(Dataset entries on object locations)
-- Begin --

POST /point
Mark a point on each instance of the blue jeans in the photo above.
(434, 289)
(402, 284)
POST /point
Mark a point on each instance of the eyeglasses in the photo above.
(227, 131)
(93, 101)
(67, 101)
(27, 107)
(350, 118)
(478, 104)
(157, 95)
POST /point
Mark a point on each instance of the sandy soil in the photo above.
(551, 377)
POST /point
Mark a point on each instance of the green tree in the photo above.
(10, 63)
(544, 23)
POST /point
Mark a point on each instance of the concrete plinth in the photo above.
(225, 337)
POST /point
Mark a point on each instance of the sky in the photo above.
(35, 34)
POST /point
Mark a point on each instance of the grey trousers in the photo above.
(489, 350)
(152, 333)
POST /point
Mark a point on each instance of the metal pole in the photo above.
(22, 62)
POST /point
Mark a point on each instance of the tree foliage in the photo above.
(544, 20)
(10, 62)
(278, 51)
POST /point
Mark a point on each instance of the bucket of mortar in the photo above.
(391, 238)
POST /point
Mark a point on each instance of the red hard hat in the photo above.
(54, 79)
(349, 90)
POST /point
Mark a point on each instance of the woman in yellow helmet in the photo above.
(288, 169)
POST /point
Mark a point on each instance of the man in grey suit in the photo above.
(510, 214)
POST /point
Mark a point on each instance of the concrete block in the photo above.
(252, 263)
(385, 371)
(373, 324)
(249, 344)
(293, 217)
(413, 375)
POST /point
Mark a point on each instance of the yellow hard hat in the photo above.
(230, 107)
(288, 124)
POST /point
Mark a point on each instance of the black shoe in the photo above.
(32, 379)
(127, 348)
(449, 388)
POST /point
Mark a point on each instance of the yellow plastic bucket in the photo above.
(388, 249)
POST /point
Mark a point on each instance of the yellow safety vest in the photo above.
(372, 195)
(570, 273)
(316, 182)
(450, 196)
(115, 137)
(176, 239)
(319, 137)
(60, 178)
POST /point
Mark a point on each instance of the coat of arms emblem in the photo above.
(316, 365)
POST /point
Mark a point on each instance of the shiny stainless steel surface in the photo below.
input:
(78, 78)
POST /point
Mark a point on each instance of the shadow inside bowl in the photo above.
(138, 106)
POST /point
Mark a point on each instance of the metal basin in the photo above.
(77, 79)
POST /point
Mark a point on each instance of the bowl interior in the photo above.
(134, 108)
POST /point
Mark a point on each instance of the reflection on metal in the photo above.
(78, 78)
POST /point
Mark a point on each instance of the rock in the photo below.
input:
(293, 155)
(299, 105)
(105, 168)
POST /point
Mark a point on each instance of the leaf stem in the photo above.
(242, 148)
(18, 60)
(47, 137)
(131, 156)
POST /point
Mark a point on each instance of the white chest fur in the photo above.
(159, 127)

-- End --

REQUEST. Report, copied in full, every line of the entries above that contains the word "bucket". Treat the match as case-sensitive.

ANSWER IN FULL.
Mark a point on each instance of the bucket of mortar in the photo above.
Mark a point on each instance of the yellow plastic bucket in the photo above.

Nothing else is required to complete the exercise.